Work required >> Extract every line of the records below that contains the word "suit", matching case exactly. Copy each such line in full.

Saved entries

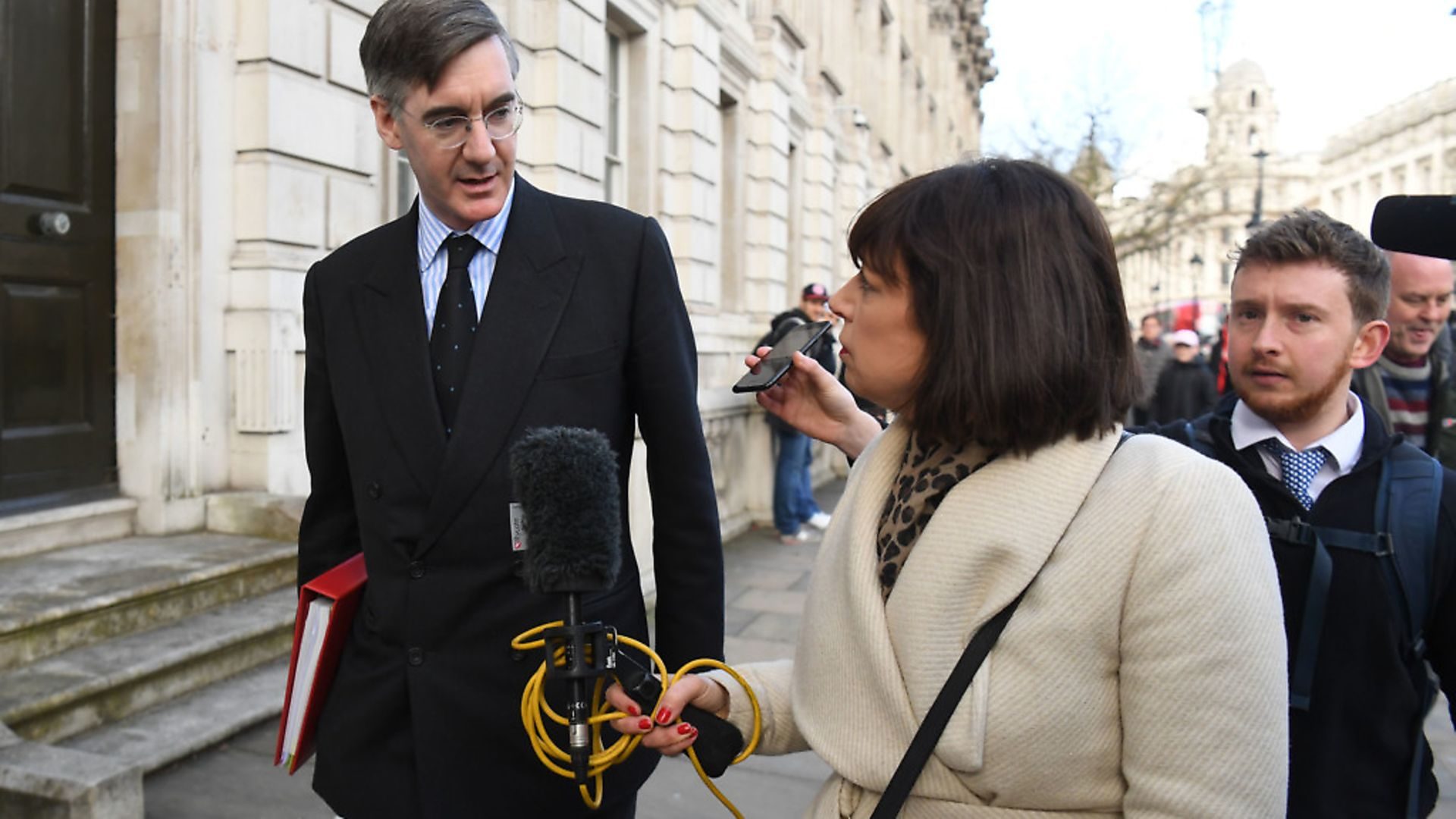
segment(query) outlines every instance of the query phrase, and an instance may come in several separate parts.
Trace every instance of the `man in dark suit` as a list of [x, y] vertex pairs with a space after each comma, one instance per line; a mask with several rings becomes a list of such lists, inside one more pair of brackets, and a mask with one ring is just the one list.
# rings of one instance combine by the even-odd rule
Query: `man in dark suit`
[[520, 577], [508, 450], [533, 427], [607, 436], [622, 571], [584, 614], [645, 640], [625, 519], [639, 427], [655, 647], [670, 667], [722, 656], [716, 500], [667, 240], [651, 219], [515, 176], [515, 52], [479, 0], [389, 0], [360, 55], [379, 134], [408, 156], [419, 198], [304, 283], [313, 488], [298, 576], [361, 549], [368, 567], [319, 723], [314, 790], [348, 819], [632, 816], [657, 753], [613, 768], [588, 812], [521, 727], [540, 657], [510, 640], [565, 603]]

==

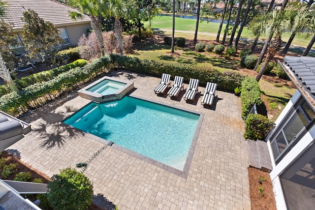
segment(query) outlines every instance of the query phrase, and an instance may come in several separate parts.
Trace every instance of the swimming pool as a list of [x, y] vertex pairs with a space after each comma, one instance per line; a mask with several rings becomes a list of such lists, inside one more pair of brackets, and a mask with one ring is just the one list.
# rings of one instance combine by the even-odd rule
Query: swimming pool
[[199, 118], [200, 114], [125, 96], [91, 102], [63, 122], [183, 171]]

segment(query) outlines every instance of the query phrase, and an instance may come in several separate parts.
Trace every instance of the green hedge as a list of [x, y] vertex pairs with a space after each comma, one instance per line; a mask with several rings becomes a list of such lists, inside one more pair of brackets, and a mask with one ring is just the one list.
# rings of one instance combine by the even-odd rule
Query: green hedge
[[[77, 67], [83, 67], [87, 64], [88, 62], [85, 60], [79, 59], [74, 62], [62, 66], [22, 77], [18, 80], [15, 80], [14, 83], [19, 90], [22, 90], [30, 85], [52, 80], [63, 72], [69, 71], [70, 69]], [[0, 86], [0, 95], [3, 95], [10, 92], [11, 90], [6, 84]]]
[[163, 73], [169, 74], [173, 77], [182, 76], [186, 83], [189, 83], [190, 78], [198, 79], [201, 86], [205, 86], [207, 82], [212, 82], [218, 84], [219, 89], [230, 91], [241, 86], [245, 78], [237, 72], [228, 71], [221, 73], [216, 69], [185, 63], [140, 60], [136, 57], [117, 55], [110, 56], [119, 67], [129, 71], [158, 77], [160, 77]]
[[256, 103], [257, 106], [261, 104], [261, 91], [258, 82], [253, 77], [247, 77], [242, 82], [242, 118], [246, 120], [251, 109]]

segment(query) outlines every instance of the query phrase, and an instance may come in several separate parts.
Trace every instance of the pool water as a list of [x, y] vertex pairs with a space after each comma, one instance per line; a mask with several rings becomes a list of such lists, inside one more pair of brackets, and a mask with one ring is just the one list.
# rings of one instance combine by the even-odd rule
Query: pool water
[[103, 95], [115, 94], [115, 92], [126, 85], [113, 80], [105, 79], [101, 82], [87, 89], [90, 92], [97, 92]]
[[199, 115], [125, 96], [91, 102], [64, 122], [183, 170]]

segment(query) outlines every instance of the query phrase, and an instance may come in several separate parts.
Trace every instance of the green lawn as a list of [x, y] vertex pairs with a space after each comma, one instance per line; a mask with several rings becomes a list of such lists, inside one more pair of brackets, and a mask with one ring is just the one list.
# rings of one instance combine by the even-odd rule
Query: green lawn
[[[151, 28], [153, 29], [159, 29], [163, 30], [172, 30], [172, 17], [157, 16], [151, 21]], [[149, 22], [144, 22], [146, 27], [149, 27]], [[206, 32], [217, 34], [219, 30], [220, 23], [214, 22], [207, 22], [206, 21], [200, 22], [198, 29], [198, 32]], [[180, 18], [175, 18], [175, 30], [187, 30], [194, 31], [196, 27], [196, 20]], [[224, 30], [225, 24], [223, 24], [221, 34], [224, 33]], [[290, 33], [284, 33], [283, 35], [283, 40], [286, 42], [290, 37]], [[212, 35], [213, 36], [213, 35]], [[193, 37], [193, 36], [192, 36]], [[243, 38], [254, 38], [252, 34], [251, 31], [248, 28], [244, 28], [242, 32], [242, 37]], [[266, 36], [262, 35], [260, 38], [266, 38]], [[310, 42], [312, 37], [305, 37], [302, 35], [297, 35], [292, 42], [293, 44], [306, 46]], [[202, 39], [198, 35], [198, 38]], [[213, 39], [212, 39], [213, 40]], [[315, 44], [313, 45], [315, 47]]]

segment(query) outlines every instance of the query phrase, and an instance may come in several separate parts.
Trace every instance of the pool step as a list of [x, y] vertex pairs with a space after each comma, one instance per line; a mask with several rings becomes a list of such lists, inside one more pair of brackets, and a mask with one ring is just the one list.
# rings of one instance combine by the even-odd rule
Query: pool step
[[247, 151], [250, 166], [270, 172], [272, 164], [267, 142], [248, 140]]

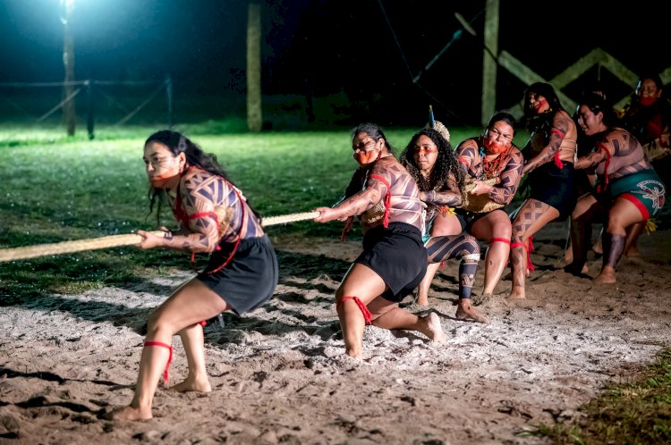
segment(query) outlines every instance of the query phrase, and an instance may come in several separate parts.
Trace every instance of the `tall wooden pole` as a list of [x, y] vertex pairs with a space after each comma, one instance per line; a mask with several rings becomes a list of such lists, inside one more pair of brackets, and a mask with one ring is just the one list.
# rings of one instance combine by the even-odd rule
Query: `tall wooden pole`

Solution to this task >>
Trace every instance of the `man in dark suit` as a list of [x, y] vertex pairs with a space after each comma, one instance per line; a mask with several rings becomes a list of such lists, inside one more pair of brackets, and a mask with one ring is just the one list.
Query: `man in dark suit`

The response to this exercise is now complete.